Extracted data entries

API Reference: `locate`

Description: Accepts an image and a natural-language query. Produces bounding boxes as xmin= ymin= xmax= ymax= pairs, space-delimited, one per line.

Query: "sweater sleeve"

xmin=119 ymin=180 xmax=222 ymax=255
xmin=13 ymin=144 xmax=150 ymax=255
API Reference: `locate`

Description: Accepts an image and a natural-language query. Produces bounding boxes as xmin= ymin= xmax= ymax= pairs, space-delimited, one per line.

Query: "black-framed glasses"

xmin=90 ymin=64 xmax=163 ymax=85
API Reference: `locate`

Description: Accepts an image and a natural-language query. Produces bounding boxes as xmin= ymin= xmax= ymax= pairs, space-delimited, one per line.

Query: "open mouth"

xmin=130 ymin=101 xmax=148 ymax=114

▶ _Try it_:
All the lines above need to be printed again, exactly.

▶ _Solution to this problem_:
API Reference: `locate`

Description: Accepts an image and a natural-language query. Produces bounding boxes as xmin= ymin= xmax= ymax= pairs, space-delimited, one per line.

Query: "sweater sleeve"

xmin=119 ymin=180 xmax=222 ymax=255
xmin=13 ymin=144 xmax=150 ymax=255
API Reference: `locate`

Description: Accepts an image and a natural-language query. Produces bounding boxes as xmin= ymin= xmax= ymax= pairs, space-delimited, one per line.

Query: "black-framed glasses"

xmin=90 ymin=64 xmax=163 ymax=85
API Reference: `locate`

Description: Accepts an image and a natural-language query. Produces bounding boxes as xmin= ymin= xmax= ymax= pairs, space-delimited, one per line.

Query: "open mouth"

xmin=130 ymin=101 xmax=148 ymax=114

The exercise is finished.